### PASSAGE ###

I’ve complained a lot about how this shouldn’t have been called a Die Hard film, but even if we rename it and change Bruce Willis’s name, this still isn’t a good movie. The cheap settings, unbelievable (in a bad way) action and shoddy direction prevent A GOOD DAY TO DIE HARD from even being a guilty pleasure. If John McClane wasn’t already dead in your eyes, then go ahead and let the fifth outing be the final yippe-ki-yay.
A note about the Extended Cut: I noticed two main differences in the extended cut, which have me totally baffled. They cut out Mary Elizabeth Winstead’s opening and closing scenes. Remember that she was the one thing tying the movie to anything we’ve seen before, so I’m not sure why an “extended cut” would cut her out.
A GOOD DAY TO DIE HARD BLU-RAY REVIEW
I just spent over 600 words trashing the movie, but let’s give Fox some credit with an excellent Blu-ray. The video and audio are fantastic and there are plenty of special features.
Video: The video for A GOOD DAY TO DIE HARD is beautiful. The production may have been second rate, but the film quality was top notch.
Audio: Same goes for the audio; this is a loud movie and if nothing else, your speakers will get a workout.
Commentary with John Moore and Mark Cotone: This commentary is only available on the “Extended Cut”, which is great because I was anxious to hear why Winstead was cut out of the film. But no, they spent too much time laughing at each other to talk about the glaring omission. That was pretty much the trend since they never really discussed anything important and just kind of joked with each other throughout the commentary.
Deleted scenes (14:27): There are seven scenes total and none of them fix any of the problems of the film.

###

- _WHAT YOU WILL DO_
Continue the review of A Good Day to Die Hard and its Blu-ray above, starting right after the entry on the deleted scenes.

### RECORD EXCERPTS ###

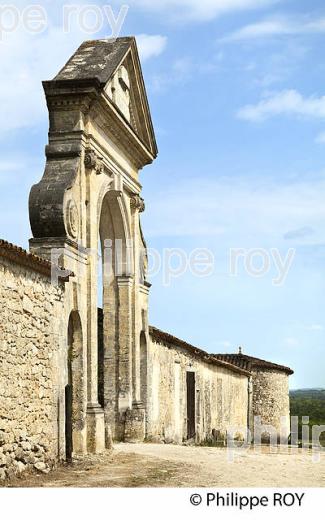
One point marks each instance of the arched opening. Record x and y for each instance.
(74, 389)
(116, 259)
(143, 368)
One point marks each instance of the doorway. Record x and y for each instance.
(190, 385)
(68, 423)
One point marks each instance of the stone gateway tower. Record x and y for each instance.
(75, 377)
(100, 136)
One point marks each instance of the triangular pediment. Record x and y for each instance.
(115, 65)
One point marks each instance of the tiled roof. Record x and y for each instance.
(24, 258)
(164, 337)
(250, 362)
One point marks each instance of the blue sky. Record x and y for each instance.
(237, 94)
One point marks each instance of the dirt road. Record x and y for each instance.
(159, 465)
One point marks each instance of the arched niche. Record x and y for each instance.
(75, 398)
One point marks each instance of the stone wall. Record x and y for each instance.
(221, 396)
(271, 402)
(29, 346)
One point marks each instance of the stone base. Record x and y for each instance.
(95, 429)
(135, 424)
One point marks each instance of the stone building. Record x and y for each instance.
(74, 378)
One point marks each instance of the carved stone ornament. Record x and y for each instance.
(93, 162)
(72, 219)
(137, 203)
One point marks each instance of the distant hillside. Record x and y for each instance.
(309, 402)
(313, 393)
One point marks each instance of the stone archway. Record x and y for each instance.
(75, 411)
(98, 143)
(143, 368)
(117, 274)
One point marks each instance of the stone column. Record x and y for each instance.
(95, 413)
(125, 286)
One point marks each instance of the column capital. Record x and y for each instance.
(125, 281)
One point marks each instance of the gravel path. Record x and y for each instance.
(159, 465)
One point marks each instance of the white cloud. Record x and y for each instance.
(320, 139)
(276, 27)
(151, 45)
(200, 10)
(291, 342)
(315, 327)
(224, 344)
(244, 212)
(286, 102)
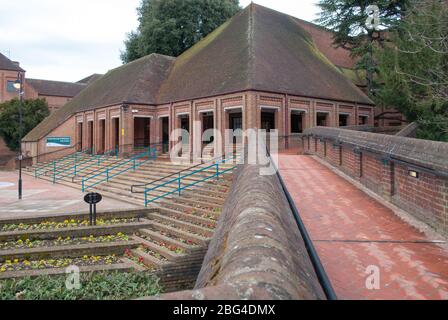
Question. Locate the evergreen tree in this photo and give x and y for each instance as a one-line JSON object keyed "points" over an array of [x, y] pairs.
{"points": [[33, 112], [348, 20], [414, 68], [172, 26]]}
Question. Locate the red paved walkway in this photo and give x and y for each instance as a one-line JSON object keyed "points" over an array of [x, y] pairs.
{"points": [[352, 231]]}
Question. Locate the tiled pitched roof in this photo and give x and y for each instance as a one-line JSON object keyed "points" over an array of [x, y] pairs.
{"points": [[56, 88], [90, 79], [258, 49], [6, 64], [136, 82]]}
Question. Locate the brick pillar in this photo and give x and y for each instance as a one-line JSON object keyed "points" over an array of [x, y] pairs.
{"points": [[387, 178], [358, 163]]}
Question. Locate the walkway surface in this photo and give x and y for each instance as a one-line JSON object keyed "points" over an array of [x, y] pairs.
{"points": [[356, 236], [42, 197]]}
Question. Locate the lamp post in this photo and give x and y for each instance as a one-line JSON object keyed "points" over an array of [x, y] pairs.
{"points": [[18, 84]]}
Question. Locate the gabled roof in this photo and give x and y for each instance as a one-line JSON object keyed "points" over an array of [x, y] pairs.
{"points": [[56, 88], [90, 79], [258, 49], [6, 64], [136, 83]]}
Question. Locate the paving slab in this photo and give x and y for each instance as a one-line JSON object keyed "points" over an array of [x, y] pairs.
{"points": [[43, 197], [358, 238]]}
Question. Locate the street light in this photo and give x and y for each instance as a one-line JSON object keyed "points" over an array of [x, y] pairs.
{"points": [[18, 85]]}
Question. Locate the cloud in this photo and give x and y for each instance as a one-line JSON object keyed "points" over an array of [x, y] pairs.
{"points": [[71, 39]]}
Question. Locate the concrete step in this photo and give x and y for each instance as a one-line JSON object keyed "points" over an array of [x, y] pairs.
{"points": [[181, 215], [206, 232]]}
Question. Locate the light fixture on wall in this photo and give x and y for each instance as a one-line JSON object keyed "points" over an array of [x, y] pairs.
{"points": [[414, 174]]}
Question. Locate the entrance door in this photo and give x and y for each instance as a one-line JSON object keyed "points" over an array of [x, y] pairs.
{"points": [[90, 137], [268, 120], [165, 134], [185, 125], [142, 127], [79, 142], [102, 137], [236, 121], [116, 133], [296, 123], [207, 123]]}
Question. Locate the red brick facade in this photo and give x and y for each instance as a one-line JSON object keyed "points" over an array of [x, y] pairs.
{"points": [[425, 196]]}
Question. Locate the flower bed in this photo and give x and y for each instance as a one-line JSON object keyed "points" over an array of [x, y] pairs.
{"points": [[172, 225], [179, 239], [170, 247], [153, 253], [22, 265], [28, 244], [94, 286], [48, 225]]}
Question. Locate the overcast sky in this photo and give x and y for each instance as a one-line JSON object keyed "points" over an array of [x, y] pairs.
{"points": [[68, 40]]}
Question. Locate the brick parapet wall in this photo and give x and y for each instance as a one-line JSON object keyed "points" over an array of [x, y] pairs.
{"points": [[385, 165], [257, 252]]}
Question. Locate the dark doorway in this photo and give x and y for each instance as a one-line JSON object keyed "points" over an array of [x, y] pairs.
{"points": [[343, 120], [90, 137], [80, 136], [116, 133], [165, 134], [236, 121], [185, 126], [322, 119], [363, 120], [296, 122], [142, 132], [207, 123], [268, 120], [102, 137]]}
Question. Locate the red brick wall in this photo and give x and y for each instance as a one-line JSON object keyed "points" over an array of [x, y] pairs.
{"points": [[371, 172], [425, 197]]}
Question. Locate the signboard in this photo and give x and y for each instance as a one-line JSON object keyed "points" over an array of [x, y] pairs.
{"points": [[55, 142]]}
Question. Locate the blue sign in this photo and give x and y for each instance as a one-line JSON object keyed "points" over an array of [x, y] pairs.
{"points": [[55, 142]]}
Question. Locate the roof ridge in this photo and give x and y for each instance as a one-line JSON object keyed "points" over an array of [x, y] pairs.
{"points": [[251, 48]]}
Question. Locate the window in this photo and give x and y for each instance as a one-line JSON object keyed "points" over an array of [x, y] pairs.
{"points": [[296, 123], [322, 119], [363, 120], [343, 120], [10, 86]]}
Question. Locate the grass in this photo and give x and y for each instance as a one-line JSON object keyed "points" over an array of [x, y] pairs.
{"points": [[94, 286]]}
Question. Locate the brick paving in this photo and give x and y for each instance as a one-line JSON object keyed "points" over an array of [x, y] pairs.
{"points": [[42, 197], [352, 231]]}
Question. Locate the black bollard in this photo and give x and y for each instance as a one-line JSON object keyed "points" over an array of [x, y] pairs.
{"points": [[92, 199]]}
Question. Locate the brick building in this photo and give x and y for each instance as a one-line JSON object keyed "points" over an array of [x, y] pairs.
{"points": [[261, 69], [56, 93]]}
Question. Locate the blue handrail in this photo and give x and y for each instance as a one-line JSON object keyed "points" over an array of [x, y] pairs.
{"points": [[55, 162], [151, 154], [179, 187], [77, 168]]}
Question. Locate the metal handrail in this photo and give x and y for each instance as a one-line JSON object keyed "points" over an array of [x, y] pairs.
{"points": [[114, 163], [151, 154], [179, 188], [312, 252], [53, 163], [171, 175], [77, 169]]}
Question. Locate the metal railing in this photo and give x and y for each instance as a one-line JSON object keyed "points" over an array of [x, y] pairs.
{"points": [[50, 167], [78, 167], [178, 184], [111, 172]]}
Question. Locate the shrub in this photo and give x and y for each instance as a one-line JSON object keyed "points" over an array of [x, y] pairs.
{"points": [[94, 286]]}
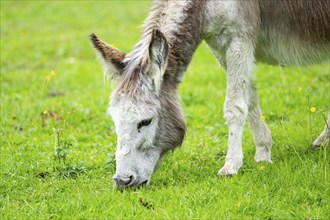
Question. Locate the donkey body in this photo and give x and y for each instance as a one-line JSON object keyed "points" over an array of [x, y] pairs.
{"points": [[145, 106]]}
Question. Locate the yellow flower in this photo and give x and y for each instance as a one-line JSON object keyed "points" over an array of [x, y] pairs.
{"points": [[312, 109]]}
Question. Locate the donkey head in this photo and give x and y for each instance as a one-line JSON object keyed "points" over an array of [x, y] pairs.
{"points": [[147, 121]]}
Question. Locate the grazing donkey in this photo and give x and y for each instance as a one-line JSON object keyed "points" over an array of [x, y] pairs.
{"points": [[145, 106]]}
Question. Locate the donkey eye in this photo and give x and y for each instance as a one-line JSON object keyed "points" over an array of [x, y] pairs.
{"points": [[145, 122]]}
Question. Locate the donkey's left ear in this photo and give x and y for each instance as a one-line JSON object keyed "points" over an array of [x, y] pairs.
{"points": [[158, 53], [111, 57]]}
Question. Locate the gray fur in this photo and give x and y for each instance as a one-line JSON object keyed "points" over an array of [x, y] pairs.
{"points": [[236, 32]]}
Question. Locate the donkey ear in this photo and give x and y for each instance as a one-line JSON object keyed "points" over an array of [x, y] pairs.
{"points": [[158, 53], [111, 57]]}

###

- _OUTPUT FOR THIS TASK_
Making it Hard To Die (1:00:24): This is a massive 15 part documentary that covers every excruciating detail about the making of A GOOD DAY TO DIE HARD. We get interviews from everyone that touched the film, right down to the caterers. If you’re dying to know how they made this film, you’re in for a treat.
Anatomy of a car chase (26:11): The opening car chase that seemingly took forever gets its own featurette and explains why it took so long. Hundreds of cars were involved and a lot of things had to happen to pull it off.
Two of a Kind (7:58:): A quick, fluff piece about the father and son dynamic.
Back in Action (7:04): What I really wanted here was for a Fox executive just to come right out and say “we needed a quick way to capitalize on a name and make a buck”, but they never showed up. But they do talk lovingly about John McClane and how exciting it is to have him back in action.
The New Face of Evil (6:53): The villains from A GOOD DAY TO DIE HARD talk about their characters.
VFX and Pre-vis sequences (17:11): Two separate features showing some computer animated stunts that were designed for the film.